◆ Selected excerpt:

--- START ---

The hr500k training corpus contains about 500,000 tokens manually annotated on the levels of
tokenisation, sentence segmentation, morphosyntactic tagging, lemmatisation and named entities. About half of the corpus is also manually annotated with syntactic dependencies. A subset of the syntactically annotated corpus is also annotated for multi-word expressions. Furthermore, about a fifth of the corpus is annotated with semantic role labels.
The annotation formalisms followed in the hr500k corpus are (1) the MULTEXT-East V6 morphosyntactic specifications for the Serbo-Croatian macro-language, https://nl.ijs.si/ME/V6/msd/, (2) the UDv2 Guidelines, http://universaldependencies.org/guidelines.html, (3) the Janes annotation guidelines for named entities, https://nl.ijs.si/janes/wp-content/uploads/2017/09/SlovenianNER-eng-v1.1.pdf, (4) the PARSEME guidelines for annotating multi-word expressions, https://parsemefr.lis-lab.fr/parseme-st-guidelines/1.3/ and (4) the semantic role labelling annotation protocol for Slovenian and Croatian, https://www.sdjt.si/wp/wp-content/uploads/2018/09/JTDH-2018_Gantar-et-al_Towards-Semantic-Role-Labeling-in-Slovene-and-Croatian.pdf.
Different to the previous version of the dataset, it is now encoded in the conllup format, as are other linguistic training datasets for Croatian and Serbian. The PARSEME multi-word expression annotation layer was added as well, together with countless corrections of labels on all available levels.
The continuous improvement of this dataset is led by the CLASSLA knowledge centre for South Slavic languages (https://www.clarin.si/info/k-centre/) and the ReLDI Centre Belgrade (https://reldi.spur.uzh.ch).

--- END ---

◆ Dataset:
--- START ---

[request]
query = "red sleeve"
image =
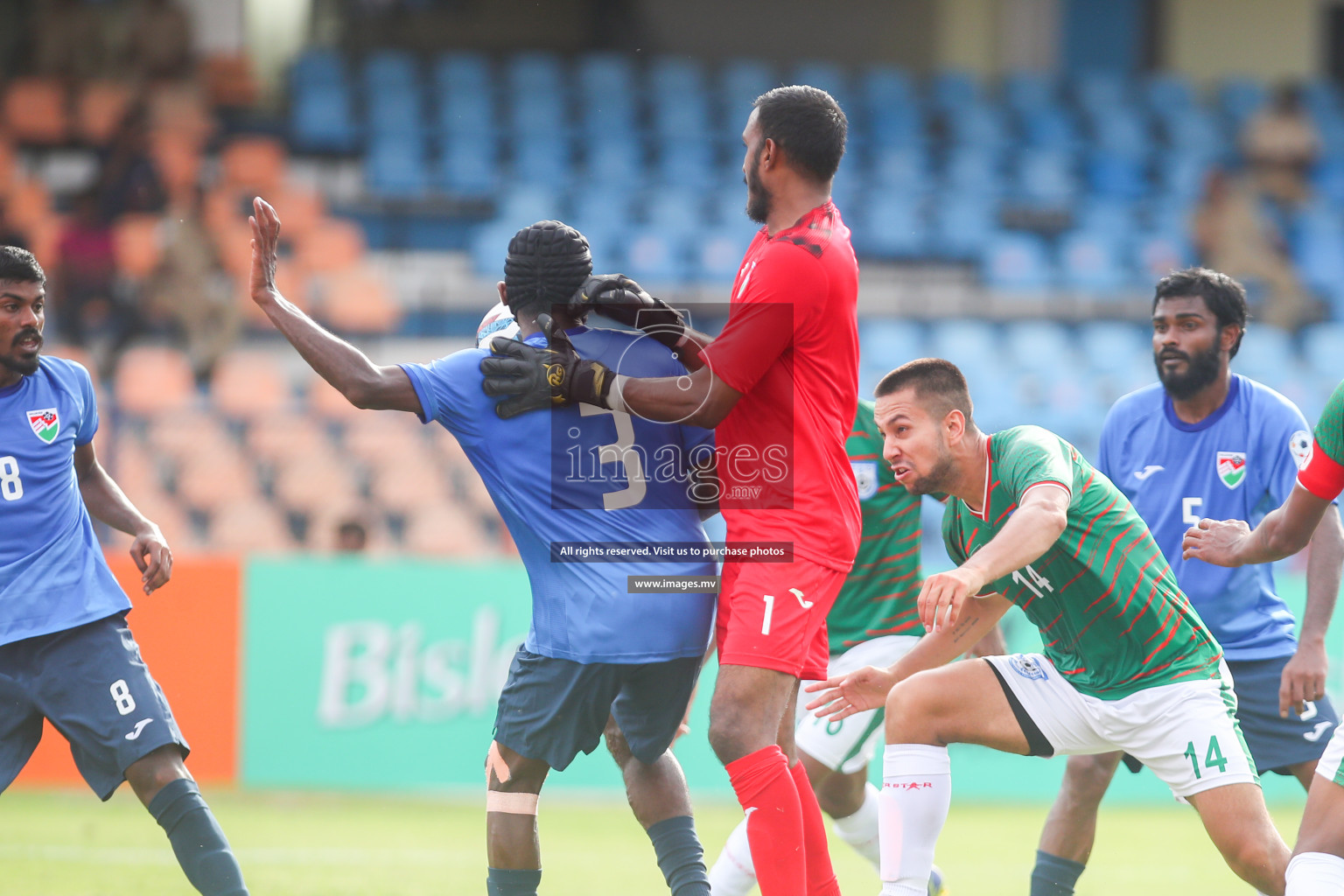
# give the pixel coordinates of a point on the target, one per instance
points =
(784, 288)
(1321, 474)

--- END ---

◆ Problems and tasks:
a) In the hr500k corpus description, what share of the corpus is annotated with semantic role labels?
b) Quote everything in the hr500k corpus description from "Different to the" down to "all available levels.".

◆ Replies:
a) About a fifth of the corpus

b)
Different to the previous version of the dataset, it is now encoded in the conllup format, as are other linguistic training datasets for Croatian and Serbian. The PARSEME multi-word expression annotation layer was added as well, together with countless corrections of labels on all available levels.